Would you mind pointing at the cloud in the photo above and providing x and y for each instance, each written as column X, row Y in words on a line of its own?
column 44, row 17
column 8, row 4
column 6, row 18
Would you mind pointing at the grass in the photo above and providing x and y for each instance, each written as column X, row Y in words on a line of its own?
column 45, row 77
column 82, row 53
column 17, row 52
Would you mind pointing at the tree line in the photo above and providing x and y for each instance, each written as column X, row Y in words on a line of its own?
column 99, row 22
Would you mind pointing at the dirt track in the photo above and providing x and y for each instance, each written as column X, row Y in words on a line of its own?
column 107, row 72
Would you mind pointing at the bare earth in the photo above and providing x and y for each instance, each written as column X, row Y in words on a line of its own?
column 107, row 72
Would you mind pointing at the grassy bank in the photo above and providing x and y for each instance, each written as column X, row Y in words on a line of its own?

---

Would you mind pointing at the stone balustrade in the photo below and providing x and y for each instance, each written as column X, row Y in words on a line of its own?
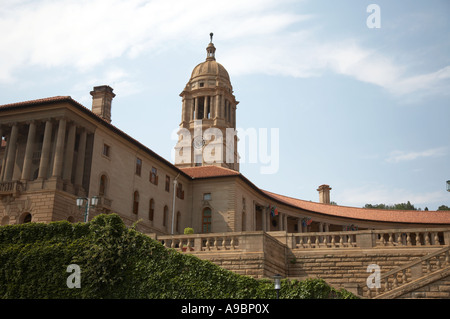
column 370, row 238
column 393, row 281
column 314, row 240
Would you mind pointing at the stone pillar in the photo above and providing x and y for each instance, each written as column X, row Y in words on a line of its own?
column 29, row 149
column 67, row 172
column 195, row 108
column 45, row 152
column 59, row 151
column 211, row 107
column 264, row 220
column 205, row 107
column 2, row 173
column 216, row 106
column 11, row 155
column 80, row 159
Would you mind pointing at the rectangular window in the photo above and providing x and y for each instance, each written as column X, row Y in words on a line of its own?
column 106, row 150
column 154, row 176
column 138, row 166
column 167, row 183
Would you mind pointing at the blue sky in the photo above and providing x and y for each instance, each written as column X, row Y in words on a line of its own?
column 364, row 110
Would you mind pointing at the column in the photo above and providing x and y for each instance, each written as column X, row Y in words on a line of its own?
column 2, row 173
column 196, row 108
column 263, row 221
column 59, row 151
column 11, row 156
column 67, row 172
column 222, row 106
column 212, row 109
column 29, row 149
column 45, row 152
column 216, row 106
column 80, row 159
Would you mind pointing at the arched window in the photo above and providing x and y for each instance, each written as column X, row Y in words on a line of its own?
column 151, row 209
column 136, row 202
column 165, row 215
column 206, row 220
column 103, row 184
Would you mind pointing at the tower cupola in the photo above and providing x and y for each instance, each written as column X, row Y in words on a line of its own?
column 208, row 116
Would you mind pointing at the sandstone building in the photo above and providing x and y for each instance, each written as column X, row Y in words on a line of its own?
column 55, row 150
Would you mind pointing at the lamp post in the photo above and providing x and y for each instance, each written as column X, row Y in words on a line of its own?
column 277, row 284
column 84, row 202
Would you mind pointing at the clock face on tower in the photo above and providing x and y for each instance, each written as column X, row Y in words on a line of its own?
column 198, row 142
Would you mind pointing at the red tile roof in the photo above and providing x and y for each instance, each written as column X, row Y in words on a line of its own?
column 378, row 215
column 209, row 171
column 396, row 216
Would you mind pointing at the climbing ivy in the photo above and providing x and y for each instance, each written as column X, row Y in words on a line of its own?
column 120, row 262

* * *

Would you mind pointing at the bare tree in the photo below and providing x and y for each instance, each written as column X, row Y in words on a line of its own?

TASK ITEM: Every line above from the line with "Would you mind pointing at the cloud" to the line with "Would you mind pointing at the grassy" is wanted, ends included; write them out exactly and add no other line.

FINAL ANSWER:
Would you mind pointing at the cloud in the photo above and providing x and y for each instance, each written as column X, row Y in words on a line of its own?
column 44, row 17
column 8, row 4
column 6, row 18
Would you mind pointing at the grass in the photo above and providing x and y for each instance, each written as column X, row Y in words on a line of its own?
column 45, row 77
column 82, row 53
column 17, row 52
Would you mind pointing at the tree line in the photo above and providing x and y for each instance, each written as column X, row Y in words on a line of its own?
column 99, row 22
Would you mind pointing at the dirt track in the photo above and providing x and y for each instance, each written as column X, row Y in words on a line of its own?
column 107, row 72
Would you mind pointing at the bare earth in the photo above and providing x and y for each instance, each written as column X, row Y in words on a line of its own?
column 107, row 72
Would you mind pointing at the grassy bank in the photo above and providing x and y for each instance, each written as column X, row Y in words on a line of its own?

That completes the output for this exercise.